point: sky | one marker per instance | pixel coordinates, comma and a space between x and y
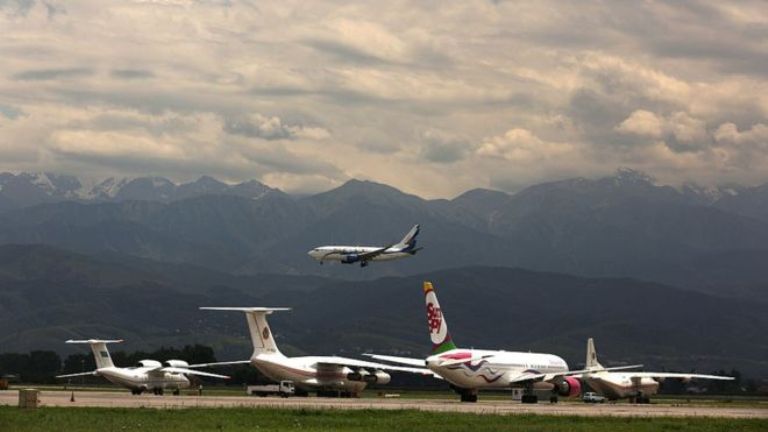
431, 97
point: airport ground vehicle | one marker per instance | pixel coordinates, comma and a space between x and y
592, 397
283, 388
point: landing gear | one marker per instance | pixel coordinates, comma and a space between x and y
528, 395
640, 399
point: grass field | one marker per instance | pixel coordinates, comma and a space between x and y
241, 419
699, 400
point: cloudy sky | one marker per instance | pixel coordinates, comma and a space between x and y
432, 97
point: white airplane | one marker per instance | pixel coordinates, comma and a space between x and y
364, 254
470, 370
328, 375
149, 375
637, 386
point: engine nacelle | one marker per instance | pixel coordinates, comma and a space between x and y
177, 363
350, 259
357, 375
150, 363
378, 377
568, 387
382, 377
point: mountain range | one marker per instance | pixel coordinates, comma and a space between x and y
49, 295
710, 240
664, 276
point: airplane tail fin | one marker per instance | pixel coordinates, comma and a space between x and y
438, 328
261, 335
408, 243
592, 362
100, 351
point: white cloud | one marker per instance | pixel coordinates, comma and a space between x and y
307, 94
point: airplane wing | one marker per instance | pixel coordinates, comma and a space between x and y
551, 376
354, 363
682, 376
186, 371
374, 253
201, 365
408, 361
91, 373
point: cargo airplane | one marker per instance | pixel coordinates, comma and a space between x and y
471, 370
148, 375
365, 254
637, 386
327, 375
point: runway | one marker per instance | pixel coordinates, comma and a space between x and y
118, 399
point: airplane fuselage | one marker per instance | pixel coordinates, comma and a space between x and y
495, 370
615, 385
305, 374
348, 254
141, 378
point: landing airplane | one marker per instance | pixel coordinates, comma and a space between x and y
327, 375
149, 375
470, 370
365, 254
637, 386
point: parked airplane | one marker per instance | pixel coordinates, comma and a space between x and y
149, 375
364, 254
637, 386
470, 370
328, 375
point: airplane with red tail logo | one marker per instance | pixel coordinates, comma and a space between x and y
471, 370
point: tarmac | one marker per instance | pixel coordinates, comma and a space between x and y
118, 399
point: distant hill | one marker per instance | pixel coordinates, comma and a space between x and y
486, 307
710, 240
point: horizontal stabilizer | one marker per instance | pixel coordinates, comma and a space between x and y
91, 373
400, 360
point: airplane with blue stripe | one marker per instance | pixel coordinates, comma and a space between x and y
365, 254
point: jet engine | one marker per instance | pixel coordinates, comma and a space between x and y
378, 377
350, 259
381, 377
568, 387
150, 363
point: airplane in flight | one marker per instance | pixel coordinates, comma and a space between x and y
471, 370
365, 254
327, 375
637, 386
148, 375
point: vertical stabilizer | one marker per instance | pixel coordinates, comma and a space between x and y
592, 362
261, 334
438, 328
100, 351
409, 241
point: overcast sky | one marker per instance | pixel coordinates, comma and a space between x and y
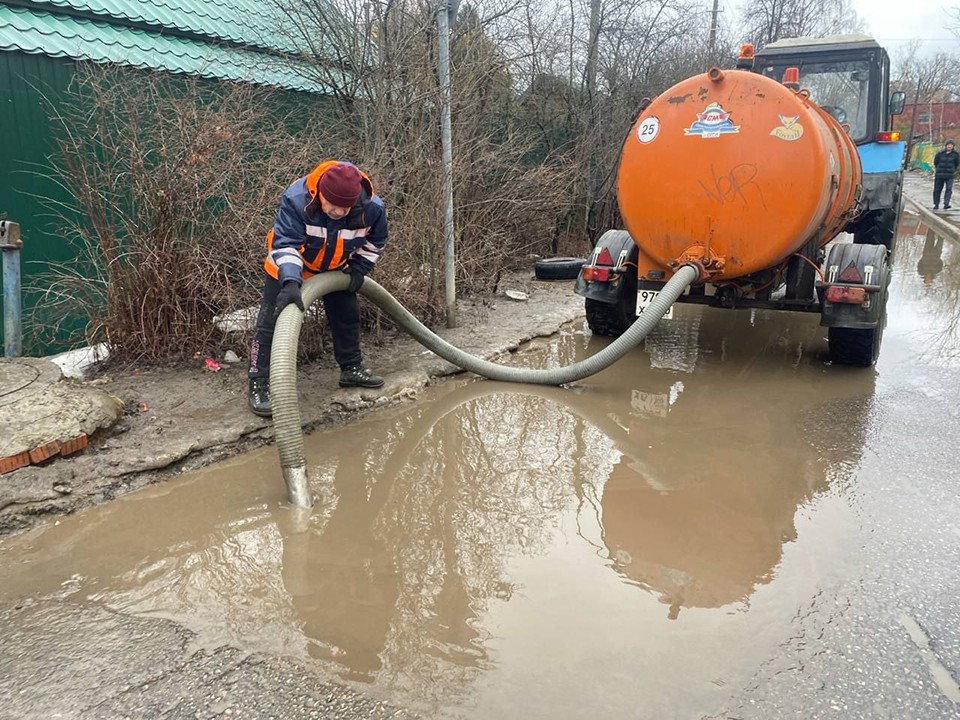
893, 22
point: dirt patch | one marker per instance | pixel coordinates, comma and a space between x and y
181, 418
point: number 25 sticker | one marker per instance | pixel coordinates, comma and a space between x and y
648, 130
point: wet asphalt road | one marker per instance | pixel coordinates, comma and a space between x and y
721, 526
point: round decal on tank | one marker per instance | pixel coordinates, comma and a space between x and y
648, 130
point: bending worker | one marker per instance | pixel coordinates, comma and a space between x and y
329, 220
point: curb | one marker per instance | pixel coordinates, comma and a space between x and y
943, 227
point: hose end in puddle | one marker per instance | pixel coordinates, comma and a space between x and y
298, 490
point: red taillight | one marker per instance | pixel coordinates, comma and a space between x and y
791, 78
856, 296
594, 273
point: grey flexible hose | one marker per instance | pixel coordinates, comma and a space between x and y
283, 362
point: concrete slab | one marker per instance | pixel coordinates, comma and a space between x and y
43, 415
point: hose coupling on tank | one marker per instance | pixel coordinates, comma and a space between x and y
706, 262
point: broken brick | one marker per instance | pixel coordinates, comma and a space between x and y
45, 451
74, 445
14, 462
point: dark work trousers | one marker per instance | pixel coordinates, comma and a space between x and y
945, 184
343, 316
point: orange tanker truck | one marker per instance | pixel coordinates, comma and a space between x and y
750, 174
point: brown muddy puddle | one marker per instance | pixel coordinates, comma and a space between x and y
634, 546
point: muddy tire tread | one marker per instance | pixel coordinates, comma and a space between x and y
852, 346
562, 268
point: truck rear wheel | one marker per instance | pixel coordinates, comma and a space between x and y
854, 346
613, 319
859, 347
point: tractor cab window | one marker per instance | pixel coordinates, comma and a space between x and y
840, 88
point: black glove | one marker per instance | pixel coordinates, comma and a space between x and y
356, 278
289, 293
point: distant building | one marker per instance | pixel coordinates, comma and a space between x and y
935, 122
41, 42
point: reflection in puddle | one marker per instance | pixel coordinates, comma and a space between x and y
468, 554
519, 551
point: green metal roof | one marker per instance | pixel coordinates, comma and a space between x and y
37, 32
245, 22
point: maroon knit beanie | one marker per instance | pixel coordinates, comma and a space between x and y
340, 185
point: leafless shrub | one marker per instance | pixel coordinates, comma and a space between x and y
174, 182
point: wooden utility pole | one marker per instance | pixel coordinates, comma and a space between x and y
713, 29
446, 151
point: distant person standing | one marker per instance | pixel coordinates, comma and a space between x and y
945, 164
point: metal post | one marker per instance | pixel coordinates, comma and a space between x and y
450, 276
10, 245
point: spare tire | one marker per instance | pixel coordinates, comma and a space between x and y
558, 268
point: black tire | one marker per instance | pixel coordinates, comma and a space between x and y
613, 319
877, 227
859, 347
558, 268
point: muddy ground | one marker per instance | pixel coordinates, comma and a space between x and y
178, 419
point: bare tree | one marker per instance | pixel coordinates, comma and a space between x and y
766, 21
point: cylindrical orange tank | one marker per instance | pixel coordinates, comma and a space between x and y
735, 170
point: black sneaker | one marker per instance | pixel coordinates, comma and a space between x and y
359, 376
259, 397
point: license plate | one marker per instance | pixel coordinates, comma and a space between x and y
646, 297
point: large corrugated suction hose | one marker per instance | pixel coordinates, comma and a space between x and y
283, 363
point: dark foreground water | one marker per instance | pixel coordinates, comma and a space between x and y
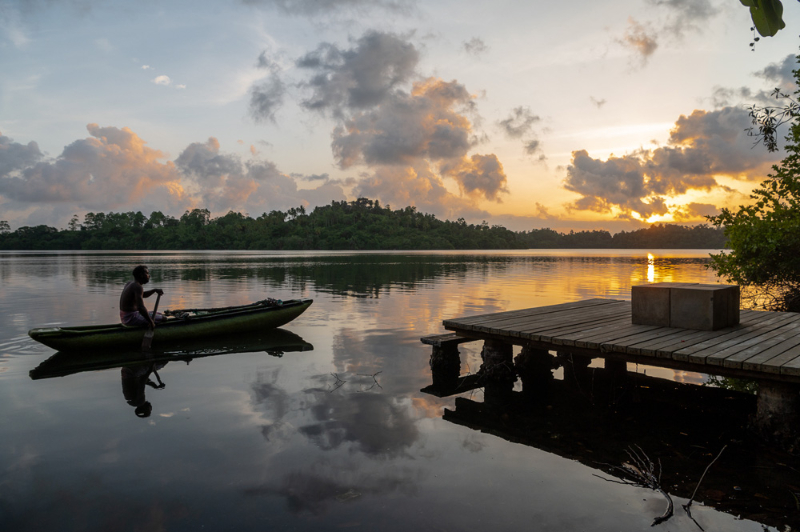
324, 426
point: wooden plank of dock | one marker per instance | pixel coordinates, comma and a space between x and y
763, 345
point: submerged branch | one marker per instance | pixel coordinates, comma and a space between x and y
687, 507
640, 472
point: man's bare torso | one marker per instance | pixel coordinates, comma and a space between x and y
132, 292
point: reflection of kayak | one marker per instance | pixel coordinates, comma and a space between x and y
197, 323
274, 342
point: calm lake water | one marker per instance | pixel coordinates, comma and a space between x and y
⁂
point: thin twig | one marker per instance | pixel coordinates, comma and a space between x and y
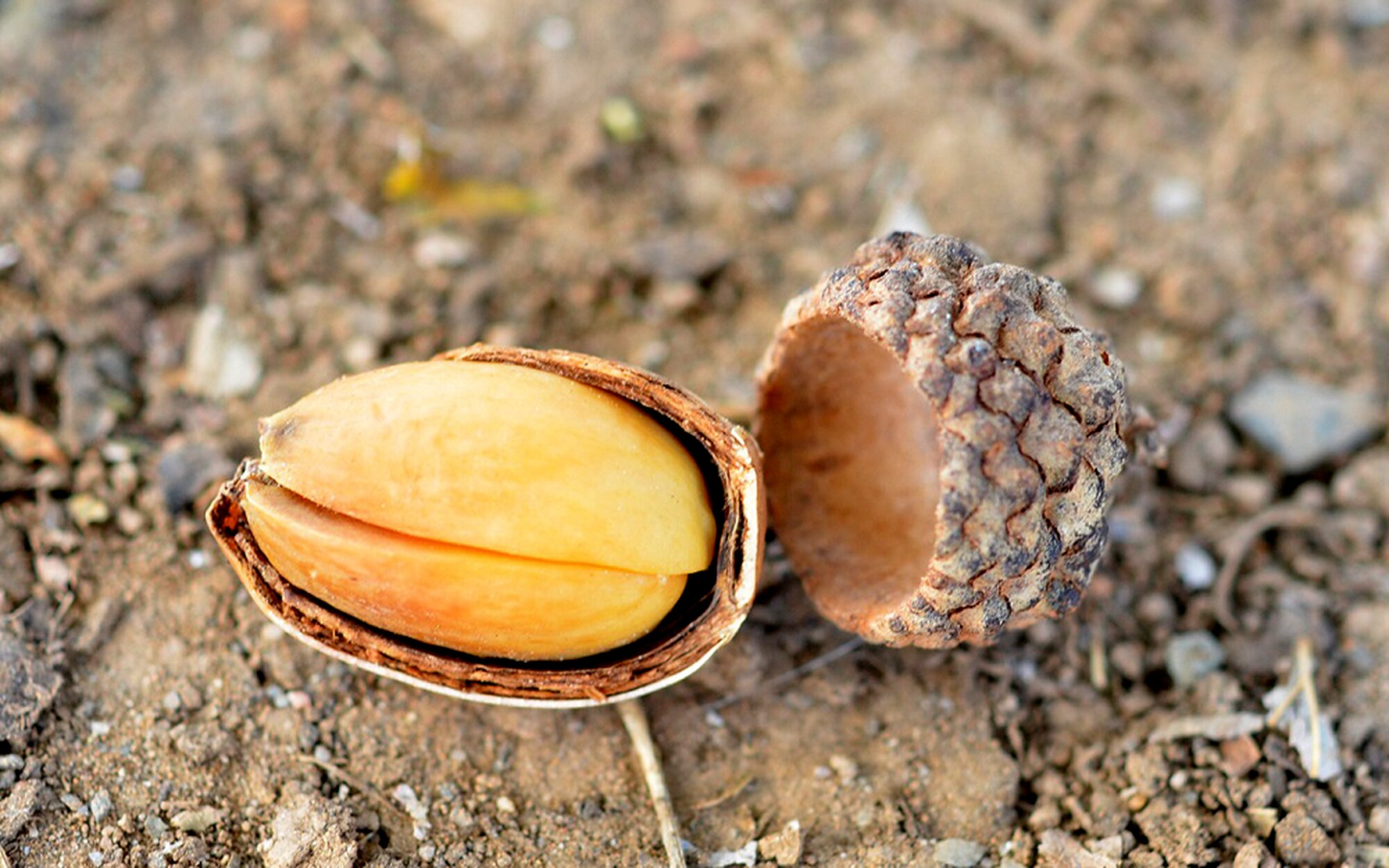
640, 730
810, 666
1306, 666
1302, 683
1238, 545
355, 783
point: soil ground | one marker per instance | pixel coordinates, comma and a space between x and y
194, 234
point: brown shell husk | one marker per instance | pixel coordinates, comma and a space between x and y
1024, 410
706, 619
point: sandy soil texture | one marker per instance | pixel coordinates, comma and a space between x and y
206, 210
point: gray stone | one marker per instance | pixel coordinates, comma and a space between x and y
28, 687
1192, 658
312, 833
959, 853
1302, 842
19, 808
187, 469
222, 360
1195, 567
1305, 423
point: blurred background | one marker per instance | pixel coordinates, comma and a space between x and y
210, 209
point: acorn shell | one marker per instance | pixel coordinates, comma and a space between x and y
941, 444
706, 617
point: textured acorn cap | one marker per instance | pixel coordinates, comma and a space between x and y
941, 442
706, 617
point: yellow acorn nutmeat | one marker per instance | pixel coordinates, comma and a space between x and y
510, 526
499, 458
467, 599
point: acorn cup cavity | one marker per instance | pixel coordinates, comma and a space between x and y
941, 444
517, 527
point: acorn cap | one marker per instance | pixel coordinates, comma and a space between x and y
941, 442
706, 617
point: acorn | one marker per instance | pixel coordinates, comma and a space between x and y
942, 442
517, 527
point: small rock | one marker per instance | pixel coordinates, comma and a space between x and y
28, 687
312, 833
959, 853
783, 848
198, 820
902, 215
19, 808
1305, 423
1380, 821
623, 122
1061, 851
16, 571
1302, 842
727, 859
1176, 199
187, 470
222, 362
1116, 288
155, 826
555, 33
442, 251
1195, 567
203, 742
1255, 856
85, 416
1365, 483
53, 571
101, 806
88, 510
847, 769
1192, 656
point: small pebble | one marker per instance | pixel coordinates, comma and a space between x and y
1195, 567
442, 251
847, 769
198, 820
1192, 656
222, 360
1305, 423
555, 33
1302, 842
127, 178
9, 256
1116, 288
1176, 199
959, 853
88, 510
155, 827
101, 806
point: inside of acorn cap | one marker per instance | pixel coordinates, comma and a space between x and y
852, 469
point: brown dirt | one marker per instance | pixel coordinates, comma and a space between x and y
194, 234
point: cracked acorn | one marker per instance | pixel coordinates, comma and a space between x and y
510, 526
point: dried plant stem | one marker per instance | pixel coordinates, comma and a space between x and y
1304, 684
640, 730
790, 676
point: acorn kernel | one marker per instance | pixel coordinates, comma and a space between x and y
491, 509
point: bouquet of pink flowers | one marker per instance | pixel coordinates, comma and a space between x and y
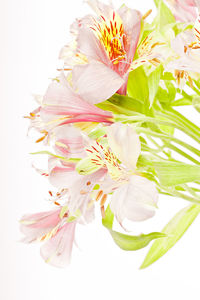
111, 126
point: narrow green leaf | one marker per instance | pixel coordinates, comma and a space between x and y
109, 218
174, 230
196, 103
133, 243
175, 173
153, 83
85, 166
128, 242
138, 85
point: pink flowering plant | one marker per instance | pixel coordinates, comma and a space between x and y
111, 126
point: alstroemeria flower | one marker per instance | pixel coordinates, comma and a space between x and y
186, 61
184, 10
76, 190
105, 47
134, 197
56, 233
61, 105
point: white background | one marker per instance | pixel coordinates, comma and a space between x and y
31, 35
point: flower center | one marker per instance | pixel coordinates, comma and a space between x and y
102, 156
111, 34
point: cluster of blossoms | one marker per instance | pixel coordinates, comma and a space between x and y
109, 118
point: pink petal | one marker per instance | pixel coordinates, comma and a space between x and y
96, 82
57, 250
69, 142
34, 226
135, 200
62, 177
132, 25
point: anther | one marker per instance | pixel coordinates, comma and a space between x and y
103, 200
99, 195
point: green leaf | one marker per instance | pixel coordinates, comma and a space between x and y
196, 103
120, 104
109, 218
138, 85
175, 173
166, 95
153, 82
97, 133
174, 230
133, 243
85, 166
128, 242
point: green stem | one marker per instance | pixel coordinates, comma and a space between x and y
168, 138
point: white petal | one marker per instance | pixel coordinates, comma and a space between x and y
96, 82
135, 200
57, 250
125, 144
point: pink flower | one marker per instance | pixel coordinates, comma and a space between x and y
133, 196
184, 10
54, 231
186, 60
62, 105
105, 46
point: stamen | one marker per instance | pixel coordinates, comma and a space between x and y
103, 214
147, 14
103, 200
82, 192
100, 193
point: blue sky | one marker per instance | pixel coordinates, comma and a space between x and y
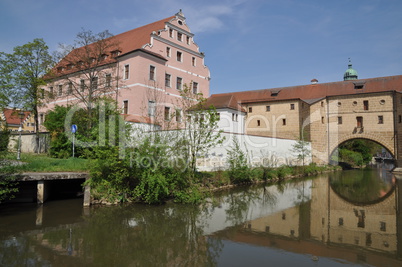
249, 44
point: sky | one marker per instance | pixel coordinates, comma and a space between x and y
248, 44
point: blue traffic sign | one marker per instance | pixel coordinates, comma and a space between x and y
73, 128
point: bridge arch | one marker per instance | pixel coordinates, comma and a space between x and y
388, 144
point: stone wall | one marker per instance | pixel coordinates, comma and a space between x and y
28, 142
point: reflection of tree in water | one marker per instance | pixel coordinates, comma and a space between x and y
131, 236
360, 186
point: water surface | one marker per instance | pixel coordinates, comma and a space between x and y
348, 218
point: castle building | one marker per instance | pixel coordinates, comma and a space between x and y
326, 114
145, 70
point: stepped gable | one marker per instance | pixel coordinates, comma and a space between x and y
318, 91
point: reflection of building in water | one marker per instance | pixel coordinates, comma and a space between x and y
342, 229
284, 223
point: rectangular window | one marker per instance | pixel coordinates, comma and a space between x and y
⁂
DIRECTIONS: State how many lines in the data above contain the string "background". Give only the number.

OUTPUT FOR THIS EXERCISE: 2